(DATASET RECORDS begins)
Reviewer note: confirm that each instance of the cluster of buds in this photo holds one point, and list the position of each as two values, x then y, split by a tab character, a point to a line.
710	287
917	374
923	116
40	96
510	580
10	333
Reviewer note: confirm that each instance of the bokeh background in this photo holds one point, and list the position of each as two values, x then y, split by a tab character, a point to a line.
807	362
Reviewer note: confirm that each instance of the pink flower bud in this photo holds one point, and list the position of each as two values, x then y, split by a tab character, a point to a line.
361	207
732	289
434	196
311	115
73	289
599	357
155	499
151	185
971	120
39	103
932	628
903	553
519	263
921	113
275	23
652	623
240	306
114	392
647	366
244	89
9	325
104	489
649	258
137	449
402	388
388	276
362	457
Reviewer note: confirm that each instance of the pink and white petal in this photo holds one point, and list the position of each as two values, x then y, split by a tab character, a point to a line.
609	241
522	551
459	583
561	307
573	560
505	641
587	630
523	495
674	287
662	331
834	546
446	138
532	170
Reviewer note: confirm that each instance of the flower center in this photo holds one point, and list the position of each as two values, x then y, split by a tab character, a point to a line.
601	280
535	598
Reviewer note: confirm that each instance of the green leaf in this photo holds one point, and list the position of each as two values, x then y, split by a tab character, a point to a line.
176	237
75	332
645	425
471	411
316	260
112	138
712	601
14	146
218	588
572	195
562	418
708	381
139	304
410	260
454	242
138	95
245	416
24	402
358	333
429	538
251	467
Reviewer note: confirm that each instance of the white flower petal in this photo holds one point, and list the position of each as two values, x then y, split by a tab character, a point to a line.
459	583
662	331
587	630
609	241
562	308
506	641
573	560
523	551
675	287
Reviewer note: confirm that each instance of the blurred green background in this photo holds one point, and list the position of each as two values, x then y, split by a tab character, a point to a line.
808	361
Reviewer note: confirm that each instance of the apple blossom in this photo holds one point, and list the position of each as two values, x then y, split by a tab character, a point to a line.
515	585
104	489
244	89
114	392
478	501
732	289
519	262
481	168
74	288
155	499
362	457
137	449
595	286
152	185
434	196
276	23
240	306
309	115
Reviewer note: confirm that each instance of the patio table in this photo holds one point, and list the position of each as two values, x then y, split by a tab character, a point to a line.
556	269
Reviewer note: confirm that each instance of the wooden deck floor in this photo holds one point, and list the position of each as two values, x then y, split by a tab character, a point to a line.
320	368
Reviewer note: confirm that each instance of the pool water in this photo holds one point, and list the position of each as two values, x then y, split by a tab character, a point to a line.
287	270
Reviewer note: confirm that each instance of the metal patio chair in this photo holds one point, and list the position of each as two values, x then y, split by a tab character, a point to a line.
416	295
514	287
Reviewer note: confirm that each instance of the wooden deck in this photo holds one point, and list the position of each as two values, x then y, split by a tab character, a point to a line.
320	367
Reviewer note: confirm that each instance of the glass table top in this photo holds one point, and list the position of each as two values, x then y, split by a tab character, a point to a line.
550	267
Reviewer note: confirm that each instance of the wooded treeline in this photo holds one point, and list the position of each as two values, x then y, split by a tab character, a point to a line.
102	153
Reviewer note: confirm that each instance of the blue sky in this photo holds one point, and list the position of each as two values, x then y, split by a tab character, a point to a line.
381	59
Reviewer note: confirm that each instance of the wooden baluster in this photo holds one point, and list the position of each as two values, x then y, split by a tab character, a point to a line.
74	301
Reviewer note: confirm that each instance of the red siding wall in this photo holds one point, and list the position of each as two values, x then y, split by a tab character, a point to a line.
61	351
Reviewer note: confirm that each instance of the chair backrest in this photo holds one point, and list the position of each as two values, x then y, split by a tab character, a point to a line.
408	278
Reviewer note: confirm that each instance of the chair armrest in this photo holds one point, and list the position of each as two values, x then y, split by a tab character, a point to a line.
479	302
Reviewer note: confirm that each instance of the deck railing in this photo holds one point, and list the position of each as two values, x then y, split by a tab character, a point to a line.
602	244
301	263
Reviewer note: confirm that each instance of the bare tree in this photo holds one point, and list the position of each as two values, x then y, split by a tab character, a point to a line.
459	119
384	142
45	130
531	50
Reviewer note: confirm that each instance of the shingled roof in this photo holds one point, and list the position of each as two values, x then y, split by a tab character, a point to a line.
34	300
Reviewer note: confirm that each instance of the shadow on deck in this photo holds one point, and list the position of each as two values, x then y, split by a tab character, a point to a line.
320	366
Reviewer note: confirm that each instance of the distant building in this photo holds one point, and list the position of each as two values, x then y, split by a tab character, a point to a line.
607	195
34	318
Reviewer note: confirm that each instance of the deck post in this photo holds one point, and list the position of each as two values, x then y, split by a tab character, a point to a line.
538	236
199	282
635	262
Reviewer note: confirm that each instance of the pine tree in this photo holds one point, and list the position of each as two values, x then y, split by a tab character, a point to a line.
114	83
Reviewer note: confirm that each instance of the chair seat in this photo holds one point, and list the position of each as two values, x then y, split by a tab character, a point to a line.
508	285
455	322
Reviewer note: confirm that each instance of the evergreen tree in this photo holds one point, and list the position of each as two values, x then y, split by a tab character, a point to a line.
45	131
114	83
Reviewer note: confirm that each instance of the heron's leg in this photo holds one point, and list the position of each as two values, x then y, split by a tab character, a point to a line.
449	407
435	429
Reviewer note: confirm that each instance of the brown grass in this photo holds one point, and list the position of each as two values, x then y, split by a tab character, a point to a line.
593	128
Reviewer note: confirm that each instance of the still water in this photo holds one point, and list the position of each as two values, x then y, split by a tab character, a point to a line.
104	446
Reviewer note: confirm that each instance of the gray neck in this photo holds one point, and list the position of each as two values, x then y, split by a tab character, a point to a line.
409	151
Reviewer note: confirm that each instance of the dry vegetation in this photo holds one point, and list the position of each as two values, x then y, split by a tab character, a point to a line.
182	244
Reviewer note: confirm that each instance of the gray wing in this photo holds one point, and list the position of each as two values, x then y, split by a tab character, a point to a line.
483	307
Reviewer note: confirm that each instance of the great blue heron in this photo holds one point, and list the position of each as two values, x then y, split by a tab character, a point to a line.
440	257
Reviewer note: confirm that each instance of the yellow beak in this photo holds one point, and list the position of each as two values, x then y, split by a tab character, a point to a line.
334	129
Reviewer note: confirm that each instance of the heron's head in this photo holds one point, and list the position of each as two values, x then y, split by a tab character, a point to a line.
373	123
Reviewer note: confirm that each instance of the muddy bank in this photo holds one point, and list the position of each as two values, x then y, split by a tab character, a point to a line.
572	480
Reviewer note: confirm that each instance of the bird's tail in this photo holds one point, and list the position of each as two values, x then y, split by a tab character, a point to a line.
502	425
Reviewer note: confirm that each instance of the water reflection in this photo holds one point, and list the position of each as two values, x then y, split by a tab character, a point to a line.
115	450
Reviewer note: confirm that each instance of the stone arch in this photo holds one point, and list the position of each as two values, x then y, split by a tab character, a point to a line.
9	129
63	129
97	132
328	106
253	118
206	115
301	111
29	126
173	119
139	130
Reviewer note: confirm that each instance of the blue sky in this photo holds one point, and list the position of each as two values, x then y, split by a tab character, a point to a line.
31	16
(DATASET RECORDS ends)
### AIM OF THE TASK
The entries above are to be retyped exactly.

### RESULT OF THIS TASK
Reviewer note: confirm that each instance of the cluster of buds in this photo holds one point, and list the position of each as two values, x then y, split by a tab character, a point to a line.
710	287
917	374
923	116
40	96
510	580
10	333
Reviewer note: confirm that each instance of the bokeh background in this photo holds one point, and list the position of each as two values, x then y, split by a tab character, a point to a line.
807	362
Reviewer note: confirm that each instance of the pink flower bud in this photo holds one point, and list the position of each as two values, x then y, split by a tab character, a point to a line.
361	207
732	289
434	196
311	115
73	289
599	357
155	499
151	185
971	120
39	103
932	628
903	553
519	263
921	113
275	23
652	623
240	306
114	392
647	366
244	89
9	325
104	489
649	258
137	449
402	388
388	276
362	457
Reviewer note: confirm that each instance of the pink and white petal in this photo holds one point, and list the position of each as two values, x then y, split by a tab character, a point to a line.
609	241
522	551
459	583
561	307
573	560
505	641
587	630
523	495
674	287
662	331
834	546
446	138
532	170
Reviewer note: confirm that each instance of the flower center in this photo holds one point, and list the position of each as two values, x then y, split by a tab character, a point to a line.
601	280
535	598
Reviewer note: confirm that each instance of the green leaf in this photo holds one point, and list the position of each as two values, x then y, split by a tab character, a point to a line.
176	237
75	332
645	425
471	411
316	260
112	138
712	601
14	146
218	588
572	195
562	418
708	381
139	304
410	260
454	242
138	95
245	416
24	402
358	333
429	538
251	467
Reviewer note: confirm that each instance of the white flower petal in this photo holds one point, and list the position of each as two values, x then y, split by a tab character, a point to a line.
459	583
662	331
587	630
609	241
562	308
506	641
573	560
523	551
675	287
Reviewer note: confirm that each instance of the blurred green background in this photo holds one point, and list the position of each as two values, x then y, split by a tab character, a point to a line.
808	361
Reviewer note: confirm that each instance of the apple blossom in this photo holds one point, and list the position of each as two values, x then y, split by a tab character, a point to a line.
515	585
104	489
244	89
114	392
478	501
732	289
519	262
481	168
74	288
155	499
362	457
137	449
595	286
152	185
434	196
276	23
240	306
309	115
Reviewer note: confirm that each instance of the patio table in this photo holds one point, and list the position of each as two values, x then y, split by a tab character, a point to a line.
556	269
Reviewer note: confirm that each instance of the wooden deck floor in this photo holds one point, and list the position of each as two values, x then y, split by a tab character, a point to a line.
320	368
Reviewer note: confirm that each instance of the pool water in this photo holds one point, and list the position of each as two values, x then y, split by a tab character, a point to a line.
287	270
Reviewer note: confirm that each instance of the metal patio chair in this photo holds one point, and list the position of each as two values, x then y, split by a tab character, a point to a line.
416	295
514	287
Reviewer note: confirm that each instance of the wooden deck in this photo holds one point, and list the position of each as two values, x then y, split by a tab character, a point to a line.
320	367
Reviewer note: confirm that each instance of the glass table top in this photo holds one point, and list the position of each as two values, x then y, split by a tab character, a point to a line.
550	267
Reviewer note: confirm that each instance of the wooded treeline in this photo holds one point, and list the position of each as two values, x then y, split by a tab character, a point to a line.
102	153
Reviewer note: confirm that each instance of the blue sky in this photo holds one point, and list the position of each as two values, x then y, split by a tab character, a point to a line.
381	59
Reviewer note: confirm that each instance of the wooden baluster in this photo holds one point, and list the position of each as two values, x then y, split by a tab character, a point to a line.
74	301
Reviewer note: confirm that each instance of the red siding wall in this photo holds one point, and list the position of each as two values, x then y, split by a tab character, a point to a line.
61	351
Reviewer note: confirm that each instance of the chair backrest in this photo holds one point, and list the position of each as two values, x then y, split by a tab character, a point to a line.
408	278
Reviewer note: confirm that each instance of the chair armrest in this photo holds one point, and list the position of each as two values, x then y, split by a tab character, a point to a line.
479	302
Reviewer note: confirm that each instance of the deck railing in this photo holds one point, and list the position of each as two values, x then y, split by a tab character, a point to a line.
602	244
301	263
Reviewer note: confirm that each instance of the bare tree in this photo holds one point, and list the position of each as two values, x then y, split by a tab character, a point to a line.
459	119
384	142
45	130
531	50
Reviewer note: confirm that each instance of the shingled roof in this photo holds one point, and list the position of each as two values, x then y, split by a tab character, a point to a line.
34	300
Reviewer note: confirm that each instance of the shadow on deck in this photo holds one point, and list the position of each as two values, x then y, split by a tab character, a point to a line.
320	366
Reviewer note: confirm that each instance of the distant building in this photo holds one point, and list the position of each as two values, x then y, split by a tab character, a point to a line.
607	195
34	318
Reviewer note: confirm that each instance of the deck post in this photo holds one point, and list the position of each as two values, x then y, split by a tab character, a point to a line.
538	236
199	282
635	262
Reviewer note: confirm that each instance of the pine tree in this photo holds one point, and list the position of each as two values, x then y, split by a tab character, a point to a line.
114	83
Reviewer note: confirm that each instance of the chair seat in this photo holds one point, and list the position of each as two values, x then y, split by a tab character, a point to a line.
508	285
455	322
Reviewer note: confirm that each instance of the evergreen tree in this photo holds one point, and list the position of each as two values, x then y, split by a tab character, a point to a line.
45	131
114	83
Reviewer note: confirm that each instance of the heron's leg in this photo holds one point, and list the position of each as two values, x then y, split by a tab character, a point to a line.
449	407
435	429
Reviewer note: confirm that each instance of the brown grass in this photo holds one point, and list the position of each as two values, x then y, split by a tab character, a point to a line.
593	128
Reviewer note: confirm that each instance of the still water in this photo holds one point, and list the position of each as two values, x then y, split by a tab character, a point to a line.
104	446
Reviewer note: confirm that each instance of the gray neck in this photo holds one point, and list the position of each as two values, x then y, split by a tab character, a point to a line.
409	151
Reviewer note: confirm that each instance of the dry vegetation in this photo holds one point, and list the position of each as two values, x then y, split by a tab character, a point to a line.
182	244
Reviewer note: confirm that each instance of the gray wing in this photo holds one point, and list the position of each as two values, x then y, split by a tab character, a point to a line.
483	307
Reviewer note: confirm that each instance of the great blue heron in this photo holds one point, and list the position of each as two values, x then y, split by a tab character, a point to a line.
440	257
Reviewer note: confirm that each instance of the yellow beak in this photo holds one point, and list the position of each as two values, x then y, split by a tab character, a point to a line.
334	129
Reviewer note: confirm that each instance of the heron's head in this photo holds one point, and list the position of each as two values, x then y, split by a tab character, a point to a line.
373	123
Reviewer note: confirm that each instance of the muddy bank in this photo holds one point, and list the position of each as two values, x then y, split by a tab character, a point to a line.
572	480
Reviewer note: confirm that each instance of the bird's tail in this photo holds one point, and list the position of each as two values, x then y, split by a tab character, a point to a line.
502	425
Reviewer note: confirm that each instance of the water reflection in this photo holds one point, and list the position of each as two values, x then y, split by a tab character, a point to a line.
115	450
Reviewer note: confirm that each instance of the stone arch in this photo holds one point, and list the position of each as two values, x then y, split by a tab character, a point to a line.
9	129
63	129
97	132
328	106
253	118
206	115
301	111
29	126
173	119
139	130
Reviewer note: confirm that each instance of the blue sky in this photo holds one point, and list the position of each as two values, x then y, split by a tab character, a point to a line.
31	16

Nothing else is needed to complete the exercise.